[DATA PROVIDED Boundary: Start]

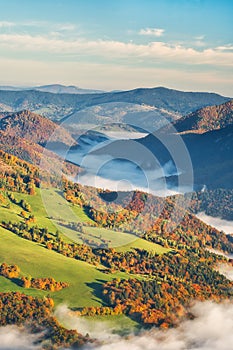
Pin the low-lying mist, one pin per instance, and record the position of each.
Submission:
(211, 329)
(18, 338)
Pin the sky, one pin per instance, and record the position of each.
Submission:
(119, 44)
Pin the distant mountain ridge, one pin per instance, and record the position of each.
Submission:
(59, 106)
(35, 128)
(53, 88)
(206, 119)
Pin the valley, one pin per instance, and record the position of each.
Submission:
(107, 226)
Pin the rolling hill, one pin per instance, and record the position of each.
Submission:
(35, 128)
(206, 119)
(170, 103)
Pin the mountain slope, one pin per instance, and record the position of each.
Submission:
(58, 106)
(62, 89)
(207, 118)
(34, 128)
(210, 154)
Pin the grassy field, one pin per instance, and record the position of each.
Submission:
(85, 280)
(143, 244)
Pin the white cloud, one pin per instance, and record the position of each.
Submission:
(109, 76)
(152, 52)
(152, 31)
(6, 24)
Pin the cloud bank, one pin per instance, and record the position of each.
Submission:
(12, 338)
(152, 31)
(212, 329)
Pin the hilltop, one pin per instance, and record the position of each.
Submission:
(35, 128)
(206, 119)
(167, 103)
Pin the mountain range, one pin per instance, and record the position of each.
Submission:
(144, 108)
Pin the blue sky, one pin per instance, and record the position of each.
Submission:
(118, 44)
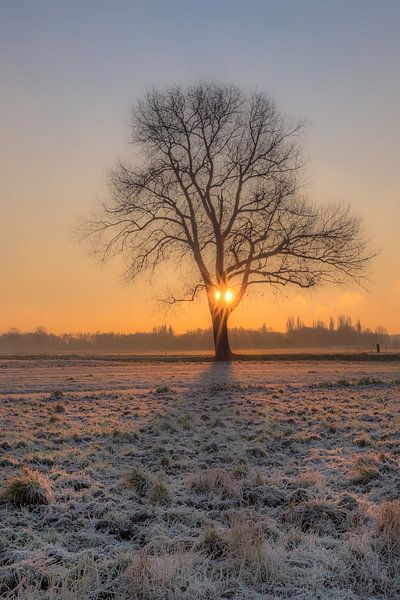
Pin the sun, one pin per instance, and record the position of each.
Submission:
(227, 295)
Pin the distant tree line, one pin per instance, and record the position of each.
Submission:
(340, 334)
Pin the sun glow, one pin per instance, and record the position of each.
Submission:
(227, 295)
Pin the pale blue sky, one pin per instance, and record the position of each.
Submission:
(70, 71)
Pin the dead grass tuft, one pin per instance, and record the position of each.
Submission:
(30, 488)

[DATA PROVIDED Boundary: End]

WHAT YOU HAVE TO DO: Every entry above needs to be copied exactly, and no pictures go with it.

EXERCISE ANSWER:
Pin the low-lying mist, one pin per instance, and record the position of each.
Submission:
(211, 329)
(18, 338)
Pin the sky, one pin per instance, and record the position of each.
Submission:
(119, 44)
Pin the distant mountain ridge, one pin per instance, and record the position of each.
Submission:
(59, 106)
(35, 128)
(53, 88)
(206, 119)
Pin the valley, one pin per instance, and record the position of each.
Submission:
(107, 226)
Pin the rolling hill, one pin per instance, and record the position of each.
Submission:
(35, 128)
(206, 119)
(170, 103)
Pin the mountain slope, one pin per instance, and record the position of each.
Submission:
(58, 106)
(62, 89)
(207, 118)
(34, 128)
(210, 154)
Pin the grassy field, one pin per instance, and record the position of each.
Submission:
(85, 280)
(143, 244)
Pin the white cloud, one pin per instance, and record the position of each.
Submission:
(109, 76)
(152, 52)
(152, 31)
(6, 24)
Pin the cloud bank, one pin per instance, and record the position of each.
Submission:
(12, 338)
(152, 31)
(212, 329)
Pin the hilltop, one pin per instance, and record the position of each.
Submission:
(35, 128)
(206, 119)
(167, 103)
Pin the mountain range, one pin per instance, and record the position of each.
Submission:
(144, 108)
Pin the blue sky, one pin per instance, and record the position of each.
Submission:
(118, 44)
Pin the sun, one pin per instance, and record the position of each.
Submission:
(227, 295)
Pin the distant tree line, one pin per instance, and record the position of each.
Submission:
(340, 334)
Pin the sun glow, one pin per instance, and record the position of each.
Submission:
(227, 295)
Pin the pale blue sky, one pin per instance, and record the position of each.
Submission:
(70, 71)
Pin the dead grass tuft, one pin per instance, and record the position of each.
Submission:
(30, 488)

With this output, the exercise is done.